Stated exercise
Please find each line below that contains the string "truck" and copy those lines. Matching is case-sensitive.

--------

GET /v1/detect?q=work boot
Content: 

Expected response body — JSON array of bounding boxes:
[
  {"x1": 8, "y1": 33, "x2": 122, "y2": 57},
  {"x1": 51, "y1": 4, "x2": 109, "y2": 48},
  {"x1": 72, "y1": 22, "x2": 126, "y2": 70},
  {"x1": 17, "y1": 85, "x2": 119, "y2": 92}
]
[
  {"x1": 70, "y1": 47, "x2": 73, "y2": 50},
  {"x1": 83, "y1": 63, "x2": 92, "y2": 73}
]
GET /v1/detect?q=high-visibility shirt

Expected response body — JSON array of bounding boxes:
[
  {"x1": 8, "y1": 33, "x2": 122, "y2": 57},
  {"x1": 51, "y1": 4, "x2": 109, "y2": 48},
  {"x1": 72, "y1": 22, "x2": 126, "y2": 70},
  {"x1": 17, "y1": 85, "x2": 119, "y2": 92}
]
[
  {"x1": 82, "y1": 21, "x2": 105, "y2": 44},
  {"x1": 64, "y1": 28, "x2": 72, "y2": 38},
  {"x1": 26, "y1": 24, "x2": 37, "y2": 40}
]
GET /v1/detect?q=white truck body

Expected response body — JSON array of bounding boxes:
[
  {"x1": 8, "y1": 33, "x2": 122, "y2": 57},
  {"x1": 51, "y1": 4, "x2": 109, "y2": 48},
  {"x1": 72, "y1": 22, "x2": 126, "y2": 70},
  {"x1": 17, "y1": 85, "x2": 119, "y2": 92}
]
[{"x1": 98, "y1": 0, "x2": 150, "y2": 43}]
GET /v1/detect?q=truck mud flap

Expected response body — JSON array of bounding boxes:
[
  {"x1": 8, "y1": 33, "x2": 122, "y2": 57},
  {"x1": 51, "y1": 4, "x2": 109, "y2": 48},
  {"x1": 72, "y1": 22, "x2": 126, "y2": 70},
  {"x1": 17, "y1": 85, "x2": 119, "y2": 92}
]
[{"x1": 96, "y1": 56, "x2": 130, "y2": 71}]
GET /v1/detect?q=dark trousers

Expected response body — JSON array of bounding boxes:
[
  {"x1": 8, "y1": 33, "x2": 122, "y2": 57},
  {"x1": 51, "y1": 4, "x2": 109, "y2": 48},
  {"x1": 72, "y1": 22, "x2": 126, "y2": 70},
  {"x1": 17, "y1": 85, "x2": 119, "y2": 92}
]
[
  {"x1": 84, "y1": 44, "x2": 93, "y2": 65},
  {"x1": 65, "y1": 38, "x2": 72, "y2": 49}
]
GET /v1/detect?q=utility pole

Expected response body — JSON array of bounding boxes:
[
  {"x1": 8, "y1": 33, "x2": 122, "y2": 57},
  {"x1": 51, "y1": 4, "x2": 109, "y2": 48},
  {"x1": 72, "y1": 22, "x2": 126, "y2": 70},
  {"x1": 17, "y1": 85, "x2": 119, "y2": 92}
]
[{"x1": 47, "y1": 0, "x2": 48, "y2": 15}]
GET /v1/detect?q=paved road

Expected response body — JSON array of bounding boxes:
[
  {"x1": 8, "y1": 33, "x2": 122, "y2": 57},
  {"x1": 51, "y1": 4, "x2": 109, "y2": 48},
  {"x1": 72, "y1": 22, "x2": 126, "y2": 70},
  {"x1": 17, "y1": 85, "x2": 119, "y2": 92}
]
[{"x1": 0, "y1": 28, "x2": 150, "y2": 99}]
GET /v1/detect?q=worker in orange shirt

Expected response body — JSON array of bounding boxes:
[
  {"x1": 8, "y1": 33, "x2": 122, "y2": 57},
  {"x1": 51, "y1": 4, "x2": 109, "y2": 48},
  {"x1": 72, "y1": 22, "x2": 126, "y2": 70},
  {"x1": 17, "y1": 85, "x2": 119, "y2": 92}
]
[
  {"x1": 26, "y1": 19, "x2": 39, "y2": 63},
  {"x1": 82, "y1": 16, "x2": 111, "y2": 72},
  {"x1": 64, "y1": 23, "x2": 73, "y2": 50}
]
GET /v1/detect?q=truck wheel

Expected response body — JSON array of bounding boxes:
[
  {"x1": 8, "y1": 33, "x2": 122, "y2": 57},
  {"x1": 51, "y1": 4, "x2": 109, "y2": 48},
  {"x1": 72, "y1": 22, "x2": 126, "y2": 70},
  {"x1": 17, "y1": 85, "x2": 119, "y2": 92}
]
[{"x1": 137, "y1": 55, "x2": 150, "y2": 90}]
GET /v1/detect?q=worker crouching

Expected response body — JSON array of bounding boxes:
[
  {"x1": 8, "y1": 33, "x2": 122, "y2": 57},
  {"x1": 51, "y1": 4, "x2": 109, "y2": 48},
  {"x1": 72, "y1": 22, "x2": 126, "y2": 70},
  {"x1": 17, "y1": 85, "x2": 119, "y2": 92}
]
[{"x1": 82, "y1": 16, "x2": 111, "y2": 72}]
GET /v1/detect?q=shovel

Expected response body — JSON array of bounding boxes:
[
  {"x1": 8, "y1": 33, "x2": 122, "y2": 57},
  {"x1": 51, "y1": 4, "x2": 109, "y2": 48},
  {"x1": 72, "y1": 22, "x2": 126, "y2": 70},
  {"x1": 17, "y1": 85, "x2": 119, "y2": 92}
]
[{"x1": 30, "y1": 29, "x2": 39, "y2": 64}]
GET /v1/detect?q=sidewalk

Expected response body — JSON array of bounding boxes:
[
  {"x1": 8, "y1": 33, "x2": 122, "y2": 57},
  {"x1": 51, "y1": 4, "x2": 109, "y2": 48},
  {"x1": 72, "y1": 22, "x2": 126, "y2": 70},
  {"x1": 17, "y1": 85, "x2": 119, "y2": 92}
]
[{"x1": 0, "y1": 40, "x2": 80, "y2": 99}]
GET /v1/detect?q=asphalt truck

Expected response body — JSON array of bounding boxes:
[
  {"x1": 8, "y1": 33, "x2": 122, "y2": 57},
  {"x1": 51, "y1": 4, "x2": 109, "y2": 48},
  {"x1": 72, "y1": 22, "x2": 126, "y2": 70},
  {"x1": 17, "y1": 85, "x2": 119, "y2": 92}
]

--------

Answer
GET /v1/detect?q=white truck body
GET /v1/detect?q=truck mud flap
GET /v1/detect?q=truck wheel
GET /v1/detect?q=asphalt truck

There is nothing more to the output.